▸ AIM A
In the article about the IIT alumni's political party, why does the founder president say educated and professionally qualified people should come forward? Answer in one to three sentences.

▸ TEXT EXTRACT
## begin

IIT alumni’s party wants to be agent of change

By Richa Sharma, IANS,

New Delhi : They gave up plush jobs to jump into politics two years ago – something not too many Indian professionals do. The party that 20 alumni of the Indian Institutes of Technology (IIT) floated has now fielded two candidates in the Nov 29 Delhi assembly polls.


Support TwoCircles

After all, both techies and politicians are harbingers of change, say the founder members of Bharat Punarnirman Dal, or India Rejuvenation Force.

“Good politicians can change the face of a country and that is why educated and professionally qualified people should come forward,” said 30-year-old Ajit Ashwalayan Shukla, the organisation’s founder president.

The party aims to fight against corruption and caste-based politics in the country. With over 15,000 members, all professionals and some even settled abroad, today it receives funds from former IIT students working across the world.

“Enough of drawing room and coffee house discussions. It is time qualified professionals rose to the occasion and made an effort to put the country’s politics on the right track,” he said.

## end

[Extracted records]
## begin

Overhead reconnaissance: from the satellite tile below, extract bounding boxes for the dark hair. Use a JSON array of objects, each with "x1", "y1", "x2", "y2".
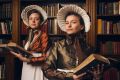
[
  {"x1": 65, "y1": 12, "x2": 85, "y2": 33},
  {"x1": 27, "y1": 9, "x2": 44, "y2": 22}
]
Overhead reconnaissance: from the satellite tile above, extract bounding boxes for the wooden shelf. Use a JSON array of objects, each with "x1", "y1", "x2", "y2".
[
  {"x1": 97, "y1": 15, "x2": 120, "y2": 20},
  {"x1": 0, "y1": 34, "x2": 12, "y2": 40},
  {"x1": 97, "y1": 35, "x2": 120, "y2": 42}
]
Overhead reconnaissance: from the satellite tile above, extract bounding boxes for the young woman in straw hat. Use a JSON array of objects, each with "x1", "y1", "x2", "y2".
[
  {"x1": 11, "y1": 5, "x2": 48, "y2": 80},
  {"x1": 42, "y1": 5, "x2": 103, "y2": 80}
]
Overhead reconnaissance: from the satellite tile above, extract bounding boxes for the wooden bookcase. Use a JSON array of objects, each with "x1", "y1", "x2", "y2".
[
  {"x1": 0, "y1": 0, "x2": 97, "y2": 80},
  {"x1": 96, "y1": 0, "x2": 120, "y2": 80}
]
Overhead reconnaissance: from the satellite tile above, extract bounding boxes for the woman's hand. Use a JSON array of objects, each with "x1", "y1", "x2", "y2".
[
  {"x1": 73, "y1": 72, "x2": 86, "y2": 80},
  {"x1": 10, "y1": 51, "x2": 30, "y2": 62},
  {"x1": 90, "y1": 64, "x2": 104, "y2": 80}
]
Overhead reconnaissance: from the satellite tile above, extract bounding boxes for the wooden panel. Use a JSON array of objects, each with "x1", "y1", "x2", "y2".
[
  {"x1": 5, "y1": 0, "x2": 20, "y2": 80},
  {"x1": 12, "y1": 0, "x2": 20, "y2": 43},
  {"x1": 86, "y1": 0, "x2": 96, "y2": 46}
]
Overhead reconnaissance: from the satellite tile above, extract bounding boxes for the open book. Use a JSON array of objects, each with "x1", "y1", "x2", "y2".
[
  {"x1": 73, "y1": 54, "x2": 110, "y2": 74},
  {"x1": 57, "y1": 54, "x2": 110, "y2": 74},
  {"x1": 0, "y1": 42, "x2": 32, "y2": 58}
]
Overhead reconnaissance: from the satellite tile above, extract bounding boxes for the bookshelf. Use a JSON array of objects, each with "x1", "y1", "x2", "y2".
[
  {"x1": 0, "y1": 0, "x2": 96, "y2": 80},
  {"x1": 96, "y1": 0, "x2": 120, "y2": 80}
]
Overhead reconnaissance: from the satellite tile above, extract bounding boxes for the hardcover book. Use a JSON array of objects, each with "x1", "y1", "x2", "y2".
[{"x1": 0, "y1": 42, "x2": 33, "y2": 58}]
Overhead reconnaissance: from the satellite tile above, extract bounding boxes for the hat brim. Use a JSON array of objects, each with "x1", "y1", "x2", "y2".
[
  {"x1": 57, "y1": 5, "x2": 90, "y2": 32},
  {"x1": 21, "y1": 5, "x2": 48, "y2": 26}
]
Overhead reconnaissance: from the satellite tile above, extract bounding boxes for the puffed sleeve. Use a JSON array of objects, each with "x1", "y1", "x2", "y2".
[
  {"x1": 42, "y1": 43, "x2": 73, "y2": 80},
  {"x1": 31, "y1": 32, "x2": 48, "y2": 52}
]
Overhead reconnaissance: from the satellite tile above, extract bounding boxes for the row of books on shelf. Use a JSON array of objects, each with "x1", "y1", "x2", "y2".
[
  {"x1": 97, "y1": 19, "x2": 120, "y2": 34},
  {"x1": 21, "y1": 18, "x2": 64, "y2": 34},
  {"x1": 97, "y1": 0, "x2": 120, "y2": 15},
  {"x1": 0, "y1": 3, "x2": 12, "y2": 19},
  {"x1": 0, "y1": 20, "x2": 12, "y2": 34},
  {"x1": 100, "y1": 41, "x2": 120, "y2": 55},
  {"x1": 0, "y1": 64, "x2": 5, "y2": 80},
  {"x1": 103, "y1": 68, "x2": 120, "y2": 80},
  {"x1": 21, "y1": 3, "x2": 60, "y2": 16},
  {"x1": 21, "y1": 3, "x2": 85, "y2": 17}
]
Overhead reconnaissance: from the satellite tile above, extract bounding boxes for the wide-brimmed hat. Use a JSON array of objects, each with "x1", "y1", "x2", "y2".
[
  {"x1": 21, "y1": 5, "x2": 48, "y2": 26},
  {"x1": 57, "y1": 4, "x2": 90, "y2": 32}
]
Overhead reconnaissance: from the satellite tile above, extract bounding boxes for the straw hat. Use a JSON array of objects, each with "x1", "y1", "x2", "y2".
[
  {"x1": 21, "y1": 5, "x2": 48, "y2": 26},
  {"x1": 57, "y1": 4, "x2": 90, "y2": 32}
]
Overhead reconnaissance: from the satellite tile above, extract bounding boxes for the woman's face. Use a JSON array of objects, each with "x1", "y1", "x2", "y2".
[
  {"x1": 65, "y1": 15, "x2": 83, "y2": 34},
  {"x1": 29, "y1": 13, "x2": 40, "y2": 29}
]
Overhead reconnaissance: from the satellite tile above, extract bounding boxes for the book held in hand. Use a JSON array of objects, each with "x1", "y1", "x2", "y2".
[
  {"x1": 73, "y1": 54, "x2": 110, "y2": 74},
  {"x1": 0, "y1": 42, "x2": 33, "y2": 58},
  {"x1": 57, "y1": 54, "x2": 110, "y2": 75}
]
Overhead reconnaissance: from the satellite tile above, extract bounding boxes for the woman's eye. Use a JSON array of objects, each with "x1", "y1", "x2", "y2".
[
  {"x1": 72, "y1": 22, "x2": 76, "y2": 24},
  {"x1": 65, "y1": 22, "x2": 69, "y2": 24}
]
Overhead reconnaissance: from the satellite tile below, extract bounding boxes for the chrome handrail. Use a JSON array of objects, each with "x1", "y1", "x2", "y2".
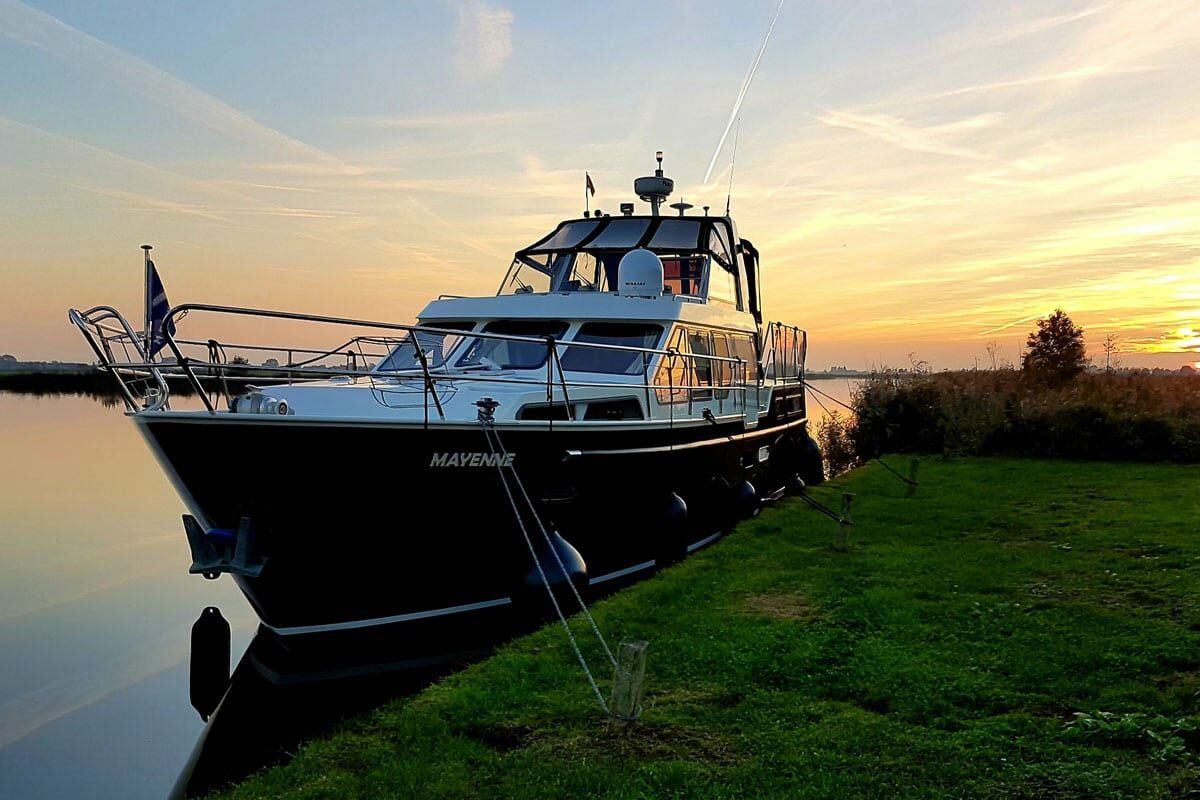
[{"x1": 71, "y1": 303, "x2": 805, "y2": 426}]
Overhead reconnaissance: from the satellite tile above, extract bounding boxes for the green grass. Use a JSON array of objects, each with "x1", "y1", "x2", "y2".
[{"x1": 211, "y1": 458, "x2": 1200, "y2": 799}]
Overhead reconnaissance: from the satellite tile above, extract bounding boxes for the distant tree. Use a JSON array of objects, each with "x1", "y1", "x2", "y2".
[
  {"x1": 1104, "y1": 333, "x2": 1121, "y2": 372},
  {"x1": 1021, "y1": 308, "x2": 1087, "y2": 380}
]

## end

▸ AIM B
Express the records from the line with "for the chrome" through the end of the records as a JSON list of strings, one string per line and no blank lines. Leave out the pictures.

▸ FINAL ANSWER A
Ajit Ashwalayan Shukla says that good politicians can change the face of a country. That is why he wants educated and professionally qualified people to come forward.

▸ FINAL ANSWER B
[
  "Overhead reconnaissance: from the satellite tile below, extract bounding boxes for the chrome handrail. Use a JSON array of objects, each with \"x1\", \"y1\", \"x2\", \"y2\".",
  "[{\"x1\": 71, \"y1\": 303, \"x2\": 805, \"y2\": 426}]",
  "Overhead reconnaissance: from the satellite tile above, extract bounding boxes for the green grass. Use a JSON array of objects, each with \"x1\", \"y1\", \"x2\", \"y2\".",
  "[{\"x1\": 211, \"y1\": 458, \"x2\": 1200, \"y2\": 799}]",
  "Overhead reconnaissance: from the satellite tile above, extract bounding boxes for the distant tree. Use a JSON array of objects, each with \"x1\", \"y1\", \"x2\", \"y2\".",
  "[",
  "  {\"x1\": 1104, \"y1\": 333, \"x2\": 1121, \"y2\": 372},",
  "  {\"x1\": 1021, \"y1\": 308, \"x2\": 1087, \"y2\": 380}",
  "]"
]